* [Directions for this task]: Exactly as written, retype the listing below, omitting the pictures.

* [Source information]:
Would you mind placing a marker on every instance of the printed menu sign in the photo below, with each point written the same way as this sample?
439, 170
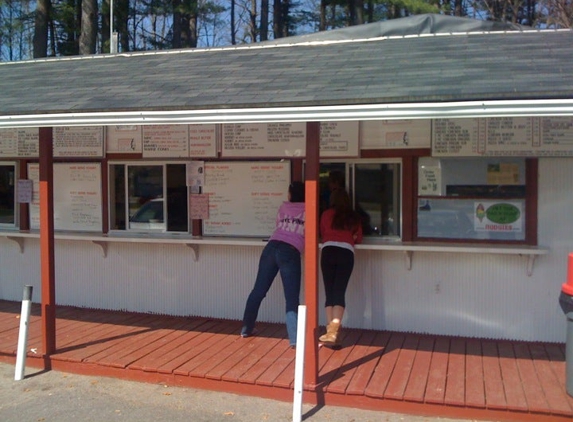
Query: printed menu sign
396, 134
166, 141
78, 141
503, 136
244, 197
77, 197
259, 140
124, 139
22, 143
337, 139
202, 141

* [Response below]:
Would you mind placing a marker on every instance of the printed menu sign in the photo below, with each point written the same way as this sample?
439, 170
Query: printed menu sign
396, 134
166, 141
78, 141
503, 136
244, 197
77, 197
259, 140
124, 139
22, 143
337, 139
202, 141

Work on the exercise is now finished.